INSTRUCTIONS FOR THE TASK => Find every line in the data below that contains the word "wreath", and copy each one in full. Case counts.

DATA SHOWN =>
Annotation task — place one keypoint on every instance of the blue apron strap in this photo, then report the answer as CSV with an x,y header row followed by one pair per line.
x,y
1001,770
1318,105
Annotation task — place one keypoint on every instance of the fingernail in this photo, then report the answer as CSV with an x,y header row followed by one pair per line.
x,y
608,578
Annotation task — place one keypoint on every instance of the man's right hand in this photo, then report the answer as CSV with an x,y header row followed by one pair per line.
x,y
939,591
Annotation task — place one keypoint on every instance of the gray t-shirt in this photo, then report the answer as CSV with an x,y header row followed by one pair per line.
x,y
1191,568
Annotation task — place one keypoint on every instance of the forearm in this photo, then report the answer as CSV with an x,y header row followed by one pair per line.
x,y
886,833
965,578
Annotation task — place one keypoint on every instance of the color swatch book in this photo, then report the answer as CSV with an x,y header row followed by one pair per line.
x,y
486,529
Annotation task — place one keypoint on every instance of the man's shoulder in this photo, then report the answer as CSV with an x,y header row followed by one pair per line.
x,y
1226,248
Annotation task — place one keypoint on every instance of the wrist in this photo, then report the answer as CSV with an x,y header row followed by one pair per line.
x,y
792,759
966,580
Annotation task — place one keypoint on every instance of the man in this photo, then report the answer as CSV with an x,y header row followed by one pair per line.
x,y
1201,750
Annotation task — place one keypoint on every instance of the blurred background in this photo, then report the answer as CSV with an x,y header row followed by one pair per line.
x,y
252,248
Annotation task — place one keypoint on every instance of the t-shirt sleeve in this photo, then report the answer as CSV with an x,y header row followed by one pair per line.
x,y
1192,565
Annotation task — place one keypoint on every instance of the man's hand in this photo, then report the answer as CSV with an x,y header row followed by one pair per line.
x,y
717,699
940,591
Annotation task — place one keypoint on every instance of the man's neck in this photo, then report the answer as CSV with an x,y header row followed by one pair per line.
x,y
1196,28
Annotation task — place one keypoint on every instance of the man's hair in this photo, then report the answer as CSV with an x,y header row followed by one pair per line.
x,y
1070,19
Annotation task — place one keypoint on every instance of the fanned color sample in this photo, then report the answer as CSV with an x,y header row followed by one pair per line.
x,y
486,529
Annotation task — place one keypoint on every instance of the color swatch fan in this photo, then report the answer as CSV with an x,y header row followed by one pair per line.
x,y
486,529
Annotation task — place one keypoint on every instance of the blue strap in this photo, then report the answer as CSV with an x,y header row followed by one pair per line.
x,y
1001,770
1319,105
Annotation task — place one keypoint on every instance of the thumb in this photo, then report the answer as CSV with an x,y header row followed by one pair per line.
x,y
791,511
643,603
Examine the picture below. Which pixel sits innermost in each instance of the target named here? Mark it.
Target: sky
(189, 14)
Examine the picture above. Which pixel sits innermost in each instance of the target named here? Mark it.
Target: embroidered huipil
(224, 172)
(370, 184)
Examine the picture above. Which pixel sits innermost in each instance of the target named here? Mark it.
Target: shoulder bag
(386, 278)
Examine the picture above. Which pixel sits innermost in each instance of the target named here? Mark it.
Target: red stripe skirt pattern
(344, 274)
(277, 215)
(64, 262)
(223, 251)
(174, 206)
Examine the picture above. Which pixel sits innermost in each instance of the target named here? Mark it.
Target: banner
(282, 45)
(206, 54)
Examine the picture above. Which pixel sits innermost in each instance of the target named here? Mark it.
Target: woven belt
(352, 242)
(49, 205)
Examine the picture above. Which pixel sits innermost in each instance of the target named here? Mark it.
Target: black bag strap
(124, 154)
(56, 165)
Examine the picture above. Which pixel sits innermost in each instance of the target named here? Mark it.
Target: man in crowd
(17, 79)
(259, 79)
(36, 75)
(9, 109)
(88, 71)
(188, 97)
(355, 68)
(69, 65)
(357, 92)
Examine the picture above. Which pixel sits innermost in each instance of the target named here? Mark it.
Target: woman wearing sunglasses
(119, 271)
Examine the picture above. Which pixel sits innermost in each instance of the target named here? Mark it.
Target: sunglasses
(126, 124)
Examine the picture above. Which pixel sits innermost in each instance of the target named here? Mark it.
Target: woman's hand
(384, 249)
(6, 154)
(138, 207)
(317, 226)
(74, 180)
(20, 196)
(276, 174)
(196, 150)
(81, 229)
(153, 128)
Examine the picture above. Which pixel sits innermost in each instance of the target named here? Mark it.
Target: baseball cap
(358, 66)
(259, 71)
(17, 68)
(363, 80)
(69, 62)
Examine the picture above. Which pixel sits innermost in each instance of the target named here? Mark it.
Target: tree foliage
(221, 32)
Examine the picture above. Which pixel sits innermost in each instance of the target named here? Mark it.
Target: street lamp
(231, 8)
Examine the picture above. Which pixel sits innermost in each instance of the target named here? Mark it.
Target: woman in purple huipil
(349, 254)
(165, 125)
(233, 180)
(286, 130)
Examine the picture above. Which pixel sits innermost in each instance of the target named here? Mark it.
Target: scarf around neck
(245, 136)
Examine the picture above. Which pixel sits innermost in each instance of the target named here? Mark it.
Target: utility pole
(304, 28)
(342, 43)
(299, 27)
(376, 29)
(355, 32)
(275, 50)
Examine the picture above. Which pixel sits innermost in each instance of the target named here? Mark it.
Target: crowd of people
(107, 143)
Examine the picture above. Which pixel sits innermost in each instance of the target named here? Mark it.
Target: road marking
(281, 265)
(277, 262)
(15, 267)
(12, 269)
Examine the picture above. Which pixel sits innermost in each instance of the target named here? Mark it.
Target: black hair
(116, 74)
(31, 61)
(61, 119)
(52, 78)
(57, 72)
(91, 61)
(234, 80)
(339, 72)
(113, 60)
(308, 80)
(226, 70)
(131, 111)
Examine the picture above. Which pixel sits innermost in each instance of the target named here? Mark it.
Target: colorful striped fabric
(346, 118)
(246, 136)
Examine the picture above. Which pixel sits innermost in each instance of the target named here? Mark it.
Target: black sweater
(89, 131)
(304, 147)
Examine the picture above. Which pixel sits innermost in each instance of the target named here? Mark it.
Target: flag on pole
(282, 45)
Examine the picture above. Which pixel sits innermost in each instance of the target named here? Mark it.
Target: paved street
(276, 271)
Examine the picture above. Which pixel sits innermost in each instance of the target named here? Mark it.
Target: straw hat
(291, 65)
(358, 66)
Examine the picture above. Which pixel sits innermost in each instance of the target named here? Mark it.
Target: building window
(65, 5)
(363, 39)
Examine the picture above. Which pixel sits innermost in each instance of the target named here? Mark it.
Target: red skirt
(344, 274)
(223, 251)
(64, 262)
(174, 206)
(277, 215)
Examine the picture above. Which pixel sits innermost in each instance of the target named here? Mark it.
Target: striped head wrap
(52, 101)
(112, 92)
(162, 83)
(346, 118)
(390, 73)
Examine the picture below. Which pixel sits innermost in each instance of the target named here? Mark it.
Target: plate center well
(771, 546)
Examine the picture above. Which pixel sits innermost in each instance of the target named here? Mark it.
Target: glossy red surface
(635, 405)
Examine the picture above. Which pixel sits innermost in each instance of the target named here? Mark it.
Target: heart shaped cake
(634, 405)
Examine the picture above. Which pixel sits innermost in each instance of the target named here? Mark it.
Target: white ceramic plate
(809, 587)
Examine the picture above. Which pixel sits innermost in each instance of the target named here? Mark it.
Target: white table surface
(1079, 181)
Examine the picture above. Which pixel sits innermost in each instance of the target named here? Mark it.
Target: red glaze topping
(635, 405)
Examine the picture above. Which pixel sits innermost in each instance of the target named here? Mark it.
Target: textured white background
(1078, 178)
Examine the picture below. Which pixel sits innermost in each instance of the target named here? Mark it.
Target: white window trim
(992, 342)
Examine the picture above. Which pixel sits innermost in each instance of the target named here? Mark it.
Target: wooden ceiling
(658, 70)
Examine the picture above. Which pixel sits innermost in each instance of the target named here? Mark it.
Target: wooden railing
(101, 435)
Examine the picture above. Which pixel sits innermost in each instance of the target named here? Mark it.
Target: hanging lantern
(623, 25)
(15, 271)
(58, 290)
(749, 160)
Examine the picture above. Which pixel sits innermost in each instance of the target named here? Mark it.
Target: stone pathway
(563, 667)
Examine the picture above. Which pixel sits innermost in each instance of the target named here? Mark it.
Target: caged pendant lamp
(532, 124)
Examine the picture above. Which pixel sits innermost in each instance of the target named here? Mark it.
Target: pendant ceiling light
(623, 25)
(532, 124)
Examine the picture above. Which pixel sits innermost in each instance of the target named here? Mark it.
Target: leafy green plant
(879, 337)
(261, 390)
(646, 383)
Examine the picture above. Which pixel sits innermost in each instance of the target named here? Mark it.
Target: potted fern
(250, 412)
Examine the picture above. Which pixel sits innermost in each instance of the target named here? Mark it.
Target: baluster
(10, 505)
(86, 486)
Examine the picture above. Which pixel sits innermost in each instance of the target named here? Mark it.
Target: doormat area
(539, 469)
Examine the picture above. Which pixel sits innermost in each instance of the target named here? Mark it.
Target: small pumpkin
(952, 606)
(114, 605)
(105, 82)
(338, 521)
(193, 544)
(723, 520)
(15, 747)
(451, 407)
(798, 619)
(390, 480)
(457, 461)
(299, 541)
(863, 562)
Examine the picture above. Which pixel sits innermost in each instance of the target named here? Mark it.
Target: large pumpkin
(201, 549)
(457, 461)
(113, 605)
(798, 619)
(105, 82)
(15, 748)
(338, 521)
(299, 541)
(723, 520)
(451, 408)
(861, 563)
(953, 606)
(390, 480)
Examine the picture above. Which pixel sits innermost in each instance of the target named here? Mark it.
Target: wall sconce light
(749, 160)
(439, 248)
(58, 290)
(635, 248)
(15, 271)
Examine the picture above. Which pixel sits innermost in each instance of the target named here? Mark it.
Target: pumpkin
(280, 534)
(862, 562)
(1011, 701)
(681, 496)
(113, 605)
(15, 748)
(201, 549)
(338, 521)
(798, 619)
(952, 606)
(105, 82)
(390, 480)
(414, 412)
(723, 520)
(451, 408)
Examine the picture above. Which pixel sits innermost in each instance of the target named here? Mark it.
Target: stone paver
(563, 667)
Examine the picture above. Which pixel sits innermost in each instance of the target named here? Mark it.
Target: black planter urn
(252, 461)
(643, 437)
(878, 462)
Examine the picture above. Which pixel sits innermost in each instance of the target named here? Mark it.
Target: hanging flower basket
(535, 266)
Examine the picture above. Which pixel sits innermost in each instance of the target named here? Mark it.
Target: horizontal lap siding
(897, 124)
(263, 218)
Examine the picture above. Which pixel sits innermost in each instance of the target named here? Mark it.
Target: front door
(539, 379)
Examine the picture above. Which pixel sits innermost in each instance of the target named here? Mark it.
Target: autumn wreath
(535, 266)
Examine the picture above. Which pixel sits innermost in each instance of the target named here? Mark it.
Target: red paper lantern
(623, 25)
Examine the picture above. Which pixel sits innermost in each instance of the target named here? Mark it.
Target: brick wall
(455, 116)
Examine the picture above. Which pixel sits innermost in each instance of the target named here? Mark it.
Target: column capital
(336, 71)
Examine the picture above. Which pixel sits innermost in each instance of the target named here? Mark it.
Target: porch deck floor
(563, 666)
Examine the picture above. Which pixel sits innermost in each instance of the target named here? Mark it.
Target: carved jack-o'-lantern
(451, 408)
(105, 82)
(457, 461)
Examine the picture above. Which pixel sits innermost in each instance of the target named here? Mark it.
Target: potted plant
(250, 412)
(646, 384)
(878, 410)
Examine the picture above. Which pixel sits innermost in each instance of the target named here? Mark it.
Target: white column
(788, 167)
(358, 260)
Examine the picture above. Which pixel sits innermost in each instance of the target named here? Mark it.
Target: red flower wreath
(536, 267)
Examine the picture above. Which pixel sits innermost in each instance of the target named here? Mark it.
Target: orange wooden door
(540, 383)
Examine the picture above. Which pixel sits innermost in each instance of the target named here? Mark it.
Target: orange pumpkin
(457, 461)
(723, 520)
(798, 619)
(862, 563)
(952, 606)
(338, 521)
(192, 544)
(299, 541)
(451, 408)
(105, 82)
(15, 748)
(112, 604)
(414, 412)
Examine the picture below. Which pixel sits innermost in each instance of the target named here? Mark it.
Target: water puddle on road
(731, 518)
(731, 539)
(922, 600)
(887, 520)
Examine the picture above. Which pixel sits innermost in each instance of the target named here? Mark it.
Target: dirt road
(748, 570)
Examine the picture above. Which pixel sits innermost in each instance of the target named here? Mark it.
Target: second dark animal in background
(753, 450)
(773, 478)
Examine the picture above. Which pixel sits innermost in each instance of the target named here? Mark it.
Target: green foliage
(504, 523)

OUTPUT OF THE EXERCISE =>
Target: autumn wreath
Target: red flower wreath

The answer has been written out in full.